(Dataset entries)
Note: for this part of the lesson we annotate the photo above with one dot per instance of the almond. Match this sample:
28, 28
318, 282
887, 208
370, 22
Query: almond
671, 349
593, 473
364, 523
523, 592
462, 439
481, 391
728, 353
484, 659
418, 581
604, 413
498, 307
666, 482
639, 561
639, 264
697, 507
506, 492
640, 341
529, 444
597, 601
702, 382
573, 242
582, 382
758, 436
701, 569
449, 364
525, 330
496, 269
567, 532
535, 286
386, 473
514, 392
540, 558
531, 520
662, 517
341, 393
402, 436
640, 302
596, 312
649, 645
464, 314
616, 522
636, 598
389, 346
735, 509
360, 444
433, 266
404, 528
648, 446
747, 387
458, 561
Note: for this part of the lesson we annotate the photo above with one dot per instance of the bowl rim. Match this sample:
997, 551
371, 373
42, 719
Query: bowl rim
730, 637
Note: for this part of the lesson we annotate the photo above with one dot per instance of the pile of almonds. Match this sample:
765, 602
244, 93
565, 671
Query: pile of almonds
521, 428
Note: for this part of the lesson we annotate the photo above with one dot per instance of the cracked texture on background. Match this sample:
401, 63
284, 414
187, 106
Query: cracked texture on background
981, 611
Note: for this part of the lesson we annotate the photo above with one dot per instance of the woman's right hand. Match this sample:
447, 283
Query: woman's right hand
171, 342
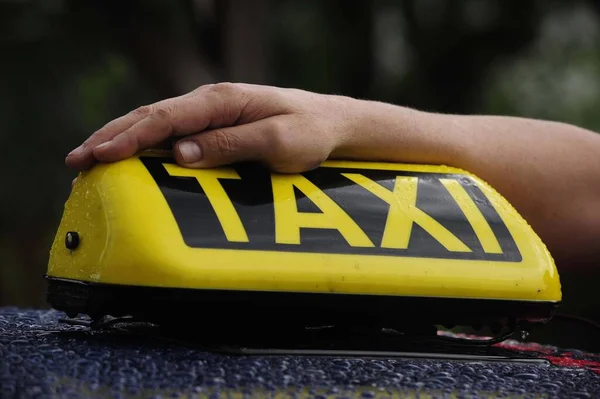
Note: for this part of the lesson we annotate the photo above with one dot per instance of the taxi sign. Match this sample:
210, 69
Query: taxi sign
356, 228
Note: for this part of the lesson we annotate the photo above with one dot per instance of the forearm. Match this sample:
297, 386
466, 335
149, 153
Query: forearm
549, 171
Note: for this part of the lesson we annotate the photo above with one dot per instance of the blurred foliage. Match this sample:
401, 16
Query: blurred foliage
70, 66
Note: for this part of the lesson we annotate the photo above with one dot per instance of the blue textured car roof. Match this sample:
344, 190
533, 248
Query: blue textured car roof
40, 357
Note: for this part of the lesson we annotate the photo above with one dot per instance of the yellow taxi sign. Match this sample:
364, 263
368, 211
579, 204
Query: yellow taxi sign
344, 228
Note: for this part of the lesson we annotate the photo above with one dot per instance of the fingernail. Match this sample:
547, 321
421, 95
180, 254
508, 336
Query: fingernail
190, 152
76, 151
102, 146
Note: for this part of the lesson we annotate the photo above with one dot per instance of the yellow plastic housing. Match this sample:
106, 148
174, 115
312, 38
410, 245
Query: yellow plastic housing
347, 227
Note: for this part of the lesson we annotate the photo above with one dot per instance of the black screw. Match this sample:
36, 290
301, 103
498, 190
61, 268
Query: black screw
72, 240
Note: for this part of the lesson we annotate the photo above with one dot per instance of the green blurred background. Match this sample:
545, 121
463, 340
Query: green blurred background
68, 67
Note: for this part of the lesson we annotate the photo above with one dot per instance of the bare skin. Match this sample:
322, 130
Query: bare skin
549, 171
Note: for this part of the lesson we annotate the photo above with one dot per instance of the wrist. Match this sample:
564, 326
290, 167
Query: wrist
377, 131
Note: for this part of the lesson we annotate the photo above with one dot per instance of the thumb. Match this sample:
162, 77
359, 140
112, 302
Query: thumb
223, 146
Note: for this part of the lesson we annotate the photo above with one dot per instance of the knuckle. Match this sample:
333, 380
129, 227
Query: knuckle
223, 87
225, 143
163, 113
276, 137
144, 110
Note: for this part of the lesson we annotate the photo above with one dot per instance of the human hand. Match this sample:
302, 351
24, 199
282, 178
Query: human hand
288, 130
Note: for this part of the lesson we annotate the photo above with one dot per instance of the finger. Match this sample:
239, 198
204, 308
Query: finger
82, 157
189, 115
224, 146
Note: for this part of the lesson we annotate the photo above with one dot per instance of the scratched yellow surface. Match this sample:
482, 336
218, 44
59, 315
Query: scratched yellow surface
129, 236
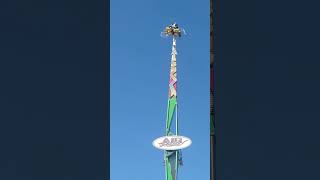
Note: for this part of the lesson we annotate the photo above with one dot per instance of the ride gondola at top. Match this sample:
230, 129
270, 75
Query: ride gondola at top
172, 30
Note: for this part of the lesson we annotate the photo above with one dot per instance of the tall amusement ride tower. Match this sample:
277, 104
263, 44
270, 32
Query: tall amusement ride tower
172, 143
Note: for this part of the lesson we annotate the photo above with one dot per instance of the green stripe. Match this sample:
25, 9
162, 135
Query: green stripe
171, 108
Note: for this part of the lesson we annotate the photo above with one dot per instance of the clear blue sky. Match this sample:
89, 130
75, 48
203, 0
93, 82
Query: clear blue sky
140, 61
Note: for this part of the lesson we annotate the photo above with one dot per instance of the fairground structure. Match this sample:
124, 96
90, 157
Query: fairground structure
172, 143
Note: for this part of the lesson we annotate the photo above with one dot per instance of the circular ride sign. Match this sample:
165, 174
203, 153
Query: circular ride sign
172, 142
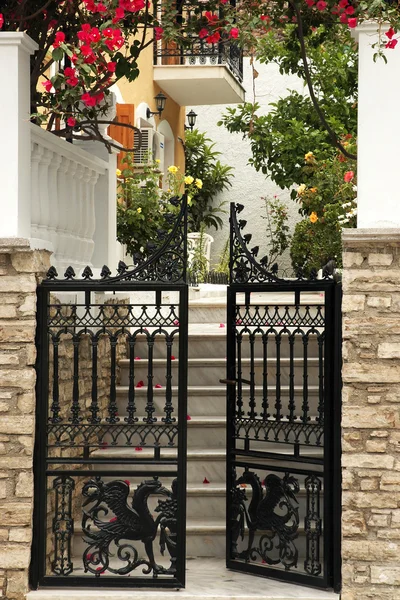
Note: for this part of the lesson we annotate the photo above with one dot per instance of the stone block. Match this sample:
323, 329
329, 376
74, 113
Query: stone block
385, 574
379, 301
20, 535
14, 556
19, 425
24, 486
380, 260
15, 513
353, 302
366, 417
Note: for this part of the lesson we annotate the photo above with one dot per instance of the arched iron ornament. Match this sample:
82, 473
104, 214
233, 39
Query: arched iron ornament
166, 263
244, 267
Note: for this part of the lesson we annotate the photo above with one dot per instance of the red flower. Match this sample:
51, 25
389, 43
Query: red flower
348, 176
158, 33
390, 33
391, 44
47, 85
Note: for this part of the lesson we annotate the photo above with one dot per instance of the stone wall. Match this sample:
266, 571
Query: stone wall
371, 423
20, 269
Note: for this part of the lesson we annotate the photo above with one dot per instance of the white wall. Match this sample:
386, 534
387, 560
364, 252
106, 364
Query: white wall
248, 185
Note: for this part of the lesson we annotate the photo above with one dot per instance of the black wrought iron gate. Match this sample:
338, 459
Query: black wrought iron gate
110, 455
283, 453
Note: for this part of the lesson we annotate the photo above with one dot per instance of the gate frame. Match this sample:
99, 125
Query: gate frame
155, 275
262, 280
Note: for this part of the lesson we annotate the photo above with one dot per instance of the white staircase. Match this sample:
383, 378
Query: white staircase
207, 575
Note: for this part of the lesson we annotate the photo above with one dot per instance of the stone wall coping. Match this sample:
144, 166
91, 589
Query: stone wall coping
15, 244
360, 237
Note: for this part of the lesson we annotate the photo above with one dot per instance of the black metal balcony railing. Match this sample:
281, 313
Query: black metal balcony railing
196, 51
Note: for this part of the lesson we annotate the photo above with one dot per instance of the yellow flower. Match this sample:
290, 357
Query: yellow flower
301, 189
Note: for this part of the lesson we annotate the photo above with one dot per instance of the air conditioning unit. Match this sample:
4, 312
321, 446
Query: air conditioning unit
159, 149
142, 156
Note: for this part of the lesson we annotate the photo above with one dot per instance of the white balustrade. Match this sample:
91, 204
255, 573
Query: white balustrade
63, 197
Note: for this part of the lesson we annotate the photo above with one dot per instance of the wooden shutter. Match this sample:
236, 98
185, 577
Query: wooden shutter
123, 135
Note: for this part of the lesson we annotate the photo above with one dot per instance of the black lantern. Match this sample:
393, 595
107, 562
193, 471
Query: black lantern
160, 105
191, 117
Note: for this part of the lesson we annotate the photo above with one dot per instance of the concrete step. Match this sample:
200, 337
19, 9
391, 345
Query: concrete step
209, 371
207, 579
211, 400
208, 340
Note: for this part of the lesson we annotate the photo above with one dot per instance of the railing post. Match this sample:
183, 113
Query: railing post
15, 145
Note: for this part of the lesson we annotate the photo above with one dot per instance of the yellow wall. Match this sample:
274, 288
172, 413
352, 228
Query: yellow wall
143, 89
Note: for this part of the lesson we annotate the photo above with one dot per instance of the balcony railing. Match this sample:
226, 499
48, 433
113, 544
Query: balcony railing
196, 51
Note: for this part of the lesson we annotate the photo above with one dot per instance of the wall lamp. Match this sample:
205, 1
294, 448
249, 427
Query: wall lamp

## WORK REQUEST
Check each line above for the word "lamp" and copy the ones that have it.

## TASK RESPONSE
Note: for this part of the lesson we annotate the photo above with one dot per instance of the wall lamp. Match this sample:
Query: wall lamp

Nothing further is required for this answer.